• **What to produce**
Lay out as a JSON list of strings the part of the records that opens with the line containing "Identify the white metal" and closes with the line containing "[1162, 774]", one string per line and blank lines left out. Include both of those lines and nothing outside them.
** begin **
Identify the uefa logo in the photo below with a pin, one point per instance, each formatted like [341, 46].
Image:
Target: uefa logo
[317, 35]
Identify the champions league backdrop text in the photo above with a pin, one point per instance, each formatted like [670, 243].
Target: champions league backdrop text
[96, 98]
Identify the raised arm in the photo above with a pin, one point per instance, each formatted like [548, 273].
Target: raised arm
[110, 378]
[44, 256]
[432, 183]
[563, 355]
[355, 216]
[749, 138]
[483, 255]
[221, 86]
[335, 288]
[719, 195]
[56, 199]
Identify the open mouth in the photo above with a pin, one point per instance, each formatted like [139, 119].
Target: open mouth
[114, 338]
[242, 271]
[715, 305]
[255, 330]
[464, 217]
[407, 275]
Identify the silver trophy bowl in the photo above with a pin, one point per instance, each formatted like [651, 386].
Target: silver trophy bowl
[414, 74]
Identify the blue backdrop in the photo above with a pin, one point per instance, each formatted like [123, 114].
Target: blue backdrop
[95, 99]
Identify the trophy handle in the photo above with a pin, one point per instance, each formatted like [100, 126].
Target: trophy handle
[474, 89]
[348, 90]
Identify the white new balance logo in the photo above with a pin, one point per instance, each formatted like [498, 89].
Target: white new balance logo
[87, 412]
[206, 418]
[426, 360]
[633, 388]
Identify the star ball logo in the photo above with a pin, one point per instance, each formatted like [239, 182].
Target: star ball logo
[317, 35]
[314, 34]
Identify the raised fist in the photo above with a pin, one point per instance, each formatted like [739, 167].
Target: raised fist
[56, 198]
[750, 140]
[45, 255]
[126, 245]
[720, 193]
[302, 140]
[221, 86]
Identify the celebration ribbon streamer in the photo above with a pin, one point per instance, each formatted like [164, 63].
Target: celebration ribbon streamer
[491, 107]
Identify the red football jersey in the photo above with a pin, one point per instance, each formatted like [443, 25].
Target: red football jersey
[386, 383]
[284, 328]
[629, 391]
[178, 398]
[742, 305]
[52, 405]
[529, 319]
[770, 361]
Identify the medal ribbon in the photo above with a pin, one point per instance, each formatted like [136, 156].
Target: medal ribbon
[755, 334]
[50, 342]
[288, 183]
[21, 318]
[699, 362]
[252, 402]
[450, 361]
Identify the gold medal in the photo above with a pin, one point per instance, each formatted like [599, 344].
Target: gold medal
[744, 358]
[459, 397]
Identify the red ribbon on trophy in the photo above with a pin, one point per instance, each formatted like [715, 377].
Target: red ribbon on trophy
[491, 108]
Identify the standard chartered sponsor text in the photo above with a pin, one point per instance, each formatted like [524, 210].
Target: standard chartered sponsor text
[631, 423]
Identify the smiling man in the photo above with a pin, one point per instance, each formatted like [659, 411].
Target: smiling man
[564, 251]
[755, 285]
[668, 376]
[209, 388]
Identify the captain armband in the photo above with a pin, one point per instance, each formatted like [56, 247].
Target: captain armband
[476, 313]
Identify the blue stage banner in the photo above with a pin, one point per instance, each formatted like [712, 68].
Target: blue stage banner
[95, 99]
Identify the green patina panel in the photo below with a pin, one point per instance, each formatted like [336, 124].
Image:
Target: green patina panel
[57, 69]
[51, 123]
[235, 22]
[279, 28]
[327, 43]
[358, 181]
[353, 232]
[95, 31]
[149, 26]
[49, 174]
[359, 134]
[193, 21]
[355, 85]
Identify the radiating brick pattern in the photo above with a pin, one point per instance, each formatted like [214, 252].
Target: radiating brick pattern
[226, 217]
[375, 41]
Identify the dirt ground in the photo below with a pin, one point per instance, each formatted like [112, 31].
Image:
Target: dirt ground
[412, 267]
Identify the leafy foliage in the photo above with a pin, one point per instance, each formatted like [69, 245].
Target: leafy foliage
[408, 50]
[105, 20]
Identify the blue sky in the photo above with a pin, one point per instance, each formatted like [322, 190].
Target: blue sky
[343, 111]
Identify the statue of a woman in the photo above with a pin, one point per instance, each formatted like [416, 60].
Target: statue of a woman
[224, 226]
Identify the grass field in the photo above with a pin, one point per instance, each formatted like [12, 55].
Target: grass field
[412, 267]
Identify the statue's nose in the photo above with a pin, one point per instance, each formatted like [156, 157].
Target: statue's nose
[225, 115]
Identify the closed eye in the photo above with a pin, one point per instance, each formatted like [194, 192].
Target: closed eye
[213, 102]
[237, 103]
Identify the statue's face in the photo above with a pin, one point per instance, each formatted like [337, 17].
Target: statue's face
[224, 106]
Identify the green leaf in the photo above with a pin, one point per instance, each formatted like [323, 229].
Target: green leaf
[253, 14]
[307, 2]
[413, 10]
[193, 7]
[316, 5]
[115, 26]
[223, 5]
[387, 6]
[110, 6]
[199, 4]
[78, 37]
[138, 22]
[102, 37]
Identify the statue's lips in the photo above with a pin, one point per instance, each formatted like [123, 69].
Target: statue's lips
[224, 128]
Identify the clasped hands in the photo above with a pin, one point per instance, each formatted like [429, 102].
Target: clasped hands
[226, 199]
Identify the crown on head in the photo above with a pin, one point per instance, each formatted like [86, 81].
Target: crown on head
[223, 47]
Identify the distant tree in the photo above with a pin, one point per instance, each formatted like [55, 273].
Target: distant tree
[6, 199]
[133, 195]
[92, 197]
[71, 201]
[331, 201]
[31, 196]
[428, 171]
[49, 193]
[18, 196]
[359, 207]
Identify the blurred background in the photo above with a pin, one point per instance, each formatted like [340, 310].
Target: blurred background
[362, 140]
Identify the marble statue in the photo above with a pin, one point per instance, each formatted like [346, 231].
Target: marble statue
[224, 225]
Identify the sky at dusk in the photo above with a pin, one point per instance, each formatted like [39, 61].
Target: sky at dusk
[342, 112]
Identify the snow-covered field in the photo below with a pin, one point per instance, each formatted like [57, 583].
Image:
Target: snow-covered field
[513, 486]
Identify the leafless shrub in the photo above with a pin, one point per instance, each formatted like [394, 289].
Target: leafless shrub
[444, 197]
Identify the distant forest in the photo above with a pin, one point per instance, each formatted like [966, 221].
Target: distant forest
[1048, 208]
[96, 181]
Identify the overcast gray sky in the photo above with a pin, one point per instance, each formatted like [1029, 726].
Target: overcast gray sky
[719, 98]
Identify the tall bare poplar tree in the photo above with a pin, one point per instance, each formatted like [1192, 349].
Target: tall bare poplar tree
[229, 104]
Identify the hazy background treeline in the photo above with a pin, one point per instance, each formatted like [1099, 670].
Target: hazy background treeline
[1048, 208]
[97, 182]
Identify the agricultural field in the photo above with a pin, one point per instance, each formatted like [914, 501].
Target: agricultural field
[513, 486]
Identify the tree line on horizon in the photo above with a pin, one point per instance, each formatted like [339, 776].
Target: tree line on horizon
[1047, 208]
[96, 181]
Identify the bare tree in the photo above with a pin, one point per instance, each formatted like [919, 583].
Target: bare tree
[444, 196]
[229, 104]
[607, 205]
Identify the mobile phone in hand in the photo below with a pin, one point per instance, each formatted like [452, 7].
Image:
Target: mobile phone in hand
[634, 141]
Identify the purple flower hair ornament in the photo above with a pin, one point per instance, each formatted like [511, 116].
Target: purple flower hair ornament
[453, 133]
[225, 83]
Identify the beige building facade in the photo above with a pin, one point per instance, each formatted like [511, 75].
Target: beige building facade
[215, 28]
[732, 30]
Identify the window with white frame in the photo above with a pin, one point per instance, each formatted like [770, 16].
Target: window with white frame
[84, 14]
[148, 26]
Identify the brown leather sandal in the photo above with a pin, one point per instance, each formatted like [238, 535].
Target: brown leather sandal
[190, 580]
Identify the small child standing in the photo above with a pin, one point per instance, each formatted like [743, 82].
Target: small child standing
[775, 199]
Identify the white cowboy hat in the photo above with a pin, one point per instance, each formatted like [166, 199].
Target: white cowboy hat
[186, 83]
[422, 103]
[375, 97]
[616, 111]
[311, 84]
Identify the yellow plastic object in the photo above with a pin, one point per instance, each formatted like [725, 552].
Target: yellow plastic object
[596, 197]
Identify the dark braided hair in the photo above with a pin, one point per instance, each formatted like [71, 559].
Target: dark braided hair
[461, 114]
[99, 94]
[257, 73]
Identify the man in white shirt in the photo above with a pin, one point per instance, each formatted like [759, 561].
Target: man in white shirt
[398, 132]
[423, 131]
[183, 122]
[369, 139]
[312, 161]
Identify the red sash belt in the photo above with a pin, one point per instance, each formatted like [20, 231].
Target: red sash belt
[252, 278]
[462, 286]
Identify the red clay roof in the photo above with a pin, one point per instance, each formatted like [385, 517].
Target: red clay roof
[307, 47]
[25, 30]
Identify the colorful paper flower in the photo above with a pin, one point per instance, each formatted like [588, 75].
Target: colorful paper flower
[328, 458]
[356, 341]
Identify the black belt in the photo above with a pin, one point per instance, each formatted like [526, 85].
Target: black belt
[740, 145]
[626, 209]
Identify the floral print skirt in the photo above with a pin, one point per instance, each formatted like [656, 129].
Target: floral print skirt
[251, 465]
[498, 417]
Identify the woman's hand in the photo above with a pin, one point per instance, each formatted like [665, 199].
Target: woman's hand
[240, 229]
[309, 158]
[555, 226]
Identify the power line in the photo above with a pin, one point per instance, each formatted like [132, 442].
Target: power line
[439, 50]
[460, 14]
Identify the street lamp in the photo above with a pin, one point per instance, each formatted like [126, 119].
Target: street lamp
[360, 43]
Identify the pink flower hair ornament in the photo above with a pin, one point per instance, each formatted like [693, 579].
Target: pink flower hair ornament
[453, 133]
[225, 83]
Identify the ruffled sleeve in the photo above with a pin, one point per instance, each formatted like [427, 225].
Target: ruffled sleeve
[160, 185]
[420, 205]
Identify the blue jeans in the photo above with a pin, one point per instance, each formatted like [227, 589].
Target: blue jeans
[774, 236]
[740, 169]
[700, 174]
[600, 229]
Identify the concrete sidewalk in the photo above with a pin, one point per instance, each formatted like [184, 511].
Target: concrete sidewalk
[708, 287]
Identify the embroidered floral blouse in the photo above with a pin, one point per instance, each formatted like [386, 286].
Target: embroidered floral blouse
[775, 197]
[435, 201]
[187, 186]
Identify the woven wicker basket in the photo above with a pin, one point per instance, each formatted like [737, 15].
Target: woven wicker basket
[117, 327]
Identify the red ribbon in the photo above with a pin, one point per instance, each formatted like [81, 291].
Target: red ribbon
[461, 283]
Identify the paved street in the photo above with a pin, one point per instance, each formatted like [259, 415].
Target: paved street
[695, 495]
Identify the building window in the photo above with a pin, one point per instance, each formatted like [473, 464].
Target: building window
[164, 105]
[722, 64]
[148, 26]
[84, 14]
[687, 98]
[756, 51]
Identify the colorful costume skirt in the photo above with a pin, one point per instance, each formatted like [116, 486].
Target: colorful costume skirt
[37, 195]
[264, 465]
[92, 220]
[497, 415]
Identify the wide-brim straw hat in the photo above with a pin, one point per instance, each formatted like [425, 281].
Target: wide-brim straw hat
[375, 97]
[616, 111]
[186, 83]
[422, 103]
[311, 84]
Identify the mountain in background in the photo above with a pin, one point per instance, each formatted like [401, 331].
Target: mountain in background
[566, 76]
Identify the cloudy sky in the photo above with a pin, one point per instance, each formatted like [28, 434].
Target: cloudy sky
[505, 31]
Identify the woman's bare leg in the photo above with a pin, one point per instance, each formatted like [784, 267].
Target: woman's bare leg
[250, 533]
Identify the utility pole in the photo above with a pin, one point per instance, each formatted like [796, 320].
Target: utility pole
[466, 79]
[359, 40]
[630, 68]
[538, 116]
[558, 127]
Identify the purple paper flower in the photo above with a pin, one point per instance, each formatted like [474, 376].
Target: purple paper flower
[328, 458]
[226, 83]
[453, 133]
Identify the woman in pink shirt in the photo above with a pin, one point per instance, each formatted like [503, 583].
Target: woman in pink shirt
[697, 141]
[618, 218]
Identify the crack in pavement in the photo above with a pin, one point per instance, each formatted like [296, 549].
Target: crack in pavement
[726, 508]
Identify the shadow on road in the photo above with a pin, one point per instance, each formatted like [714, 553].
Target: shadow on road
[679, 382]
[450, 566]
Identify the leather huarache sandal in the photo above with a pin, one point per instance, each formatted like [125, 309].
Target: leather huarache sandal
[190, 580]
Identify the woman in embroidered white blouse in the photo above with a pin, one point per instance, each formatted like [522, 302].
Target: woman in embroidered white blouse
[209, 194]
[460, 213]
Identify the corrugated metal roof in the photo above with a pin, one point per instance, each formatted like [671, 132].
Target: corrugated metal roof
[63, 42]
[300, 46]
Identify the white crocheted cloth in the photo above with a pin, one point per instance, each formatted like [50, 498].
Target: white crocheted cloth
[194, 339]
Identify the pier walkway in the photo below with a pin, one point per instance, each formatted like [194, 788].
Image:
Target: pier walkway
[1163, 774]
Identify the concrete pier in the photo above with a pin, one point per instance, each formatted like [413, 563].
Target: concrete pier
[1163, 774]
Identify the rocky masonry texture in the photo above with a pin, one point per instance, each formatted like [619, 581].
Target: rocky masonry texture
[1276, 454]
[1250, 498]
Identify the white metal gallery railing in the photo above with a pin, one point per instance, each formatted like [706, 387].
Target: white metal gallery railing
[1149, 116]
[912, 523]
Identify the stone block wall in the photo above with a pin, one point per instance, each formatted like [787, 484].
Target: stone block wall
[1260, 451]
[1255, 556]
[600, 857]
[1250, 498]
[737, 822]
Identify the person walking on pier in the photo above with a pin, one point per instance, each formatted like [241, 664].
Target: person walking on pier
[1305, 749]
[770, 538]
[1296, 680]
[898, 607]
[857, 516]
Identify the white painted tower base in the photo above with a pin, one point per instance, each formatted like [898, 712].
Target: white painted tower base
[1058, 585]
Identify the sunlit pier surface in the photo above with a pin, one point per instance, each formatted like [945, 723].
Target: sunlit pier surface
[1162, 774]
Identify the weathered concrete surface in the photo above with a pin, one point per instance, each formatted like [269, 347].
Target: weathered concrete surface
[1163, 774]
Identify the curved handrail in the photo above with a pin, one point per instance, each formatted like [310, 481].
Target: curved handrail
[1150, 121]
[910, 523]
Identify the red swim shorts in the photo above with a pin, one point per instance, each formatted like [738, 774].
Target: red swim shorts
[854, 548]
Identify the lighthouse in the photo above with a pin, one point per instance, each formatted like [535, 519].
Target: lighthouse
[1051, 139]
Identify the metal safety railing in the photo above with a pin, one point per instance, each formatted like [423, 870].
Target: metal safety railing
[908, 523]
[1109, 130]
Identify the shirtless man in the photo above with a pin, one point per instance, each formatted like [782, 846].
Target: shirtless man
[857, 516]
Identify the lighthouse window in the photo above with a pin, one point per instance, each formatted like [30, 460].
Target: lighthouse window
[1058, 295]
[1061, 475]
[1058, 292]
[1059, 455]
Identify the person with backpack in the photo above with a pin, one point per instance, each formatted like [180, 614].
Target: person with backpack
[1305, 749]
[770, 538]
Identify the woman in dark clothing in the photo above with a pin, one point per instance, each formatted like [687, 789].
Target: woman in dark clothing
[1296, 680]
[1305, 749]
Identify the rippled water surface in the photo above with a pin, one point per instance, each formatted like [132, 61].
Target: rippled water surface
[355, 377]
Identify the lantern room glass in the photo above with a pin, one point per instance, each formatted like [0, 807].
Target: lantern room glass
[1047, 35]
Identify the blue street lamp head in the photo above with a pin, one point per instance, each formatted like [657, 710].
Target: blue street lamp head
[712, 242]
** end **
• **Completed exercise**
[
  "Identify the white metal gallery railing in the photo above with a pin, one point per instance, each formatted like [706, 387].",
  "Target: white metal gallery railing",
  "[1149, 116]",
  "[912, 523]",
  "Identify the stone block wall in the photo above with a pin, one point per instance, each formatted like [787, 484].",
  "Target: stone block wall",
  "[1260, 451]",
  "[1255, 556]",
  "[600, 857]",
  "[1250, 498]",
  "[737, 822]",
  "Identify the person walking on pier in the photo above with a pin, one point per instance, each formatted like [241, 664].",
  "Target: person walking on pier",
  "[1305, 749]",
  "[770, 538]",
  "[1296, 680]",
  "[898, 607]",
  "[857, 516]",
  "Identify the white painted tower base in the photo above with a pin, one point per instance, each formatted like [898, 712].",
  "Target: white painted tower base",
  "[1058, 585]",
  "Identify the sunlit pier surface in the photo above with a pin, one point per instance, each formatted like [945, 723].",
  "Target: sunlit pier surface",
  "[1162, 774]"
]